**Exercise data**
*** Begin section ***

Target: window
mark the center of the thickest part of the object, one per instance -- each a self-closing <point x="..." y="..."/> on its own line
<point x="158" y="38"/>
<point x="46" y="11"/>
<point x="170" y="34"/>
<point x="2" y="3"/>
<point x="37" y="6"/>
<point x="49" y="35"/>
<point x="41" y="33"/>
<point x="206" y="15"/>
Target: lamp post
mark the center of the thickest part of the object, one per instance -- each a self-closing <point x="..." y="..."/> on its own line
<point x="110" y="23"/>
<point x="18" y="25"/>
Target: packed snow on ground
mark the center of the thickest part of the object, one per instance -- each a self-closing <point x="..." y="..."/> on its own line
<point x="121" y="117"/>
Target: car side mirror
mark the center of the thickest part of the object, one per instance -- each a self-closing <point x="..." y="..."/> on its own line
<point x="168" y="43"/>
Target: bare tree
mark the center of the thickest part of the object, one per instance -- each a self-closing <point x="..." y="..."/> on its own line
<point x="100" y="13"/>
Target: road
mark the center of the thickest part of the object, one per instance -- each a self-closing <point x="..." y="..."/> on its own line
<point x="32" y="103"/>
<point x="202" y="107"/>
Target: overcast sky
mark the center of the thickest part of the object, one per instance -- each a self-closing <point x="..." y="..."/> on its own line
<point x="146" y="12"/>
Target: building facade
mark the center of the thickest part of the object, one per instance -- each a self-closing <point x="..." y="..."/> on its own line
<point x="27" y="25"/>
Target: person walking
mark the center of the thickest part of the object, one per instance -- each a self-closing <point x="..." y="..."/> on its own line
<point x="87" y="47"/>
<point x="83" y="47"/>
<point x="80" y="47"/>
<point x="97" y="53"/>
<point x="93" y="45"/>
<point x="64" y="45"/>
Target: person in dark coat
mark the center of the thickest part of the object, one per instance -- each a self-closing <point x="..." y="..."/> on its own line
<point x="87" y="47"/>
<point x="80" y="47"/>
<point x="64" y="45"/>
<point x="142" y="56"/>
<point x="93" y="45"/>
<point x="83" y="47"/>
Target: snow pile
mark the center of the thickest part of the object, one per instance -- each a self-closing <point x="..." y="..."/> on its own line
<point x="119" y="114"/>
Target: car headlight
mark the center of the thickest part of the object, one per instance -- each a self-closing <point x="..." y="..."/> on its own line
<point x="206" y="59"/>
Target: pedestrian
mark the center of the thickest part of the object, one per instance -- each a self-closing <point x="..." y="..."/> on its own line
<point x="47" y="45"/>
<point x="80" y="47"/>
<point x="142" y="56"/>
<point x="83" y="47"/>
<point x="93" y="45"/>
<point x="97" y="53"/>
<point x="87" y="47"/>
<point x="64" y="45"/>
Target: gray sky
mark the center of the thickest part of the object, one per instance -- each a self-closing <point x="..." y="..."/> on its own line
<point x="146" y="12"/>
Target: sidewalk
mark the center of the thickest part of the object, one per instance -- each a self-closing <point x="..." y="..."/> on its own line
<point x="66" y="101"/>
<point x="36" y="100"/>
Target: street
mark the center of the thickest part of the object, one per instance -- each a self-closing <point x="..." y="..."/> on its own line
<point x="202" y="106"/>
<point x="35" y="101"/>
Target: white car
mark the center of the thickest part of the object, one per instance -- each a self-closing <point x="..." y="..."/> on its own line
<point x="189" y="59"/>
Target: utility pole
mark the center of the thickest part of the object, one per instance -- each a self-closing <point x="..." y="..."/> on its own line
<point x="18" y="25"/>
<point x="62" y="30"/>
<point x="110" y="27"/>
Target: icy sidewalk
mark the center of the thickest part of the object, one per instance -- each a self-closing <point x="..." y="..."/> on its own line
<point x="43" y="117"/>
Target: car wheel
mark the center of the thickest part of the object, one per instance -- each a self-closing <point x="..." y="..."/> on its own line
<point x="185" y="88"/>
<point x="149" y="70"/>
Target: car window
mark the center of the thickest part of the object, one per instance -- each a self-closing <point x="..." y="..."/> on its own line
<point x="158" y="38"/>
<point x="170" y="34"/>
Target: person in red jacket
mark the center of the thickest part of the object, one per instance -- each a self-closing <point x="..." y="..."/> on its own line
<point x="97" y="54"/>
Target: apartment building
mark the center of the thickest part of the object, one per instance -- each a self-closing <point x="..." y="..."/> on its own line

*** End section ***

**Exercise description**
Every entry shown above should be transcribed without alteration.

**Task output**
Target: window
mark the center of the thickest part of the object, one per instance -- each a self-closing <point x="..." y="..."/> on its own line
<point x="158" y="38"/>
<point x="46" y="11"/>
<point x="170" y="34"/>
<point x="2" y="3"/>
<point x="37" y="6"/>
<point x="49" y="35"/>
<point x="41" y="33"/>
<point x="206" y="15"/>
Target: lamp post
mark the center of the thickest part of the object, one per instance -- each a self-closing <point x="..." y="..."/> on its own line
<point x="110" y="23"/>
<point x="18" y="25"/>
Target: packed snow on ground
mark the center of the thickest part of the object, one per instance -- each a self-closing <point x="..." y="..."/> on its own line
<point x="121" y="117"/>
Target: car side mirror
mark the center of the thickest part of the object, one per instance -- each a self-closing <point x="..." y="..."/> on its own line
<point x="168" y="43"/>
Target: bare tree
mark the center of the thickest part of the object, one per instance -- each a self-closing <point x="..." y="..."/> on its own line
<point x="100" y="13"/>
Target: road
mark the center of the thickest part of the object, one per instance -- each a self-closing <point x="..." y="..."/> on its own line
<point x="32" y="103"/>
<point x="202" y="107"/>
Target: overcast sky
mark the center of the thickest part of the object, one per instance -- each a self-closing <point x="..." y="..."/> on its own line
<point x="146" y="12"/>
Target: building facade
mark the center of the thickest part of the object, one per instance -- each a self-closing <point x="..." y="..."/> on its own line
<point x="27" y="25"/>
Target: person walking
mark the center of the thickest part of the object, one per instance -- each a self-closing <point x="..." y="..."/> on its own line
<point x="87" y="47"/>
<point x="83" y="47"/>
<point x="80" y="47"/>
<point x="97" y="53"/>
<point x="93" y="45"/>
<point x="64" y="45"/>
Target: person in dark coat
mark the center of the thickest part of the object, one per instance -- each a self-closing <point x="..." y="..."/> on its own line
<point x="87" y="47"/>
<point x="80" y="47"/>
<point x="64" y="45"/>
<point x="142" y="56"/>
<point x="93" y="45"/>
<point x="83" y="47"/>
Target: snow pile
mark the center of the thickest part of the object, one per instance -- each a self-closing <point x="..." y="..."/> on its own line
<point x="119" y="114"/>
Target: car headlight
mark the center of the thickest part of the object, one per instance -- each a self-closing <point x="..." y="..."/> on its own line
<point x="206" y="59"/>
Target: pedestrian
mark the center of the thickest part of the object, one per instance -- each a self-closing <point x="..." y="..."/> on its own line
<point x="47" y="45"/>
<point x="80" y="47"/>
<point x="142" y="56"/>
<point x="83" y="47"/>
<point x="93" y="45"/>
<point x="97" y="53"/>
<point x="87" y="47"/>
<point x="64" y="45"/>
Target: gray sky
mark the center of the thickest part of the object, one per instance -- each a self-closing <point x="..." y="..."/> on its own line
<point x="146" y="12"/>
Target: sidewalk
mark the center of the thickest part of the object, one per instance -- each a self-closing <point x="..." y="..."/> on its own line
<point x="66" y="101"/>
<point x="36" y="100"/>
Target: street
mark the center of the thickest part of the object, one per instance -- each a self-closing <point x="..." y="..."/> on its own line
<point x="202" y="106"/>
<point x="35" y="101"/>
Target: white car
mark the center of the thickest part of the object, one per instance -- each a self-closing <point x="..." y="..."/> on its own line
<point x="189" y="59"/>
Target: utility pole
mark the center of the thickest part of the object, one per instance -- each a self-closing <point x="..." y="..."/> on its own line
<point x="18" y="25"/>
<point x="62" y="30"/>
<point x="110" y="27"/>
Target: icy sidewalk
mark the center of the thickest part of the object, one per instance -- each a self-closing <point x="..." y="..."/> on its own line
<point x="43" y="117"/>
Target: car wheel
mark the center of the thickest part of the object, one per instance -- each a self-closing <point x="..." y="..."/> on its own line
<point x="185" y="88"/>
<point x="149" y="70"/>
Target: car window
mark the center of the thickest part of the object, one per instance -- each a self-closing <point x="..." y="..."/> on its own line
<point x="158" y="38"/>
<point x="170" y="34"/>
Target: person in red jacket
mark the center of the thickest part of the object, one per instance -- each a self-closing <point x="..." y="..."/> on its own line
<point x="97" y="54"/>
Target: apartment building
mark the center of the thickest part of the object, one per instance -- each a self-closing <point x="..." y="..."/> on its own line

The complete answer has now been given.